Passage to read
|---|

Copyright © 2019 Albuquerque Journal

SANTA FE – The state agency that provides food and medical help to needy New Mexicans has failed to comply with legal requirements and is refusing to share information, attorneys for the plaintiffs in a class action lawsuit say.

In a motion filed this week, the New Mexico Center on Law and Poverty – representing the plaintiffs – accused the state Human Services Department of continuing the improper denial of benefits to some families who qualify for help with groceries or medical care.

The state has grown increasingly uncooperative, despite a court-approved corrective action plan, the center’s attorneys say.

They are asking U.S. District Judge Kenneth Gonzales to order the state again to comply with earlier court orders and the corrective action plan. A hearing is scheduled Thursday morning.

David Scrase, New Mexico’s secretary of human services, said he wouldn’t discuss the center’s motion – out of respect for the court. But his agency, he said, will be happy to address any concerns raised by the judge in Thursday’s hearing.

The dispute involves a lawsuit filed in 1988. The state is accused of violating people’s rights by imposing inconsistent and excessive requirements on applicants seeking benefits, delaying eligibility decisions and failing to provide emergency food assistance in time.

|---|

Stored data

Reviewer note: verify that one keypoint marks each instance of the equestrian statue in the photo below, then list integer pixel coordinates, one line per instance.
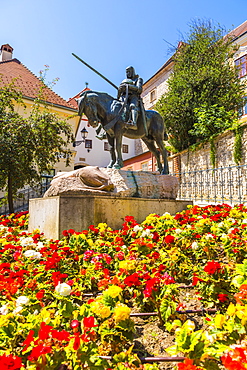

|---|

Exercises
A: Answer these questions from the news article:
(i) Which organization represents the plaintiffs?
(ii) Which judge are the plaintiffs' attorneys asking to order the state to comply?
(iii) In what year was the lawsuit filed?
B: Extract the part of the news article starting with "The state has" and going on through "assistance in time.".

Solved tasks
A:
(i) The New Mexico Center on Law and Poverty
(ii) U.S. District Judge Kenneth Gonzales
(iii) 1988

B:
The state has grown increasingly uncooperative, despite a court-approved corrective action plan, the center’s attorneys say.

They are asking U.S. District Judge Kenneth Gonzales to order the state again to comply with earlier court orders and the corrective action plan. A hearing is scheduled Thursday morning.

David Scrase, New Mexico’s secretary of human services, said he wouldn’t discuss the center’s motion – out of respect for the court. But his agency, he said, will be happy to address any concerns raised by the judge in Thursday’s hearing.

The dispute involves a lawsuit filed in 1988. The state is accused of violating people’s rights by imposing inconsistent and excessive requirements on applicants seeking benefits, delaying eligibility decisions and failing to provide emergency food assistance in time.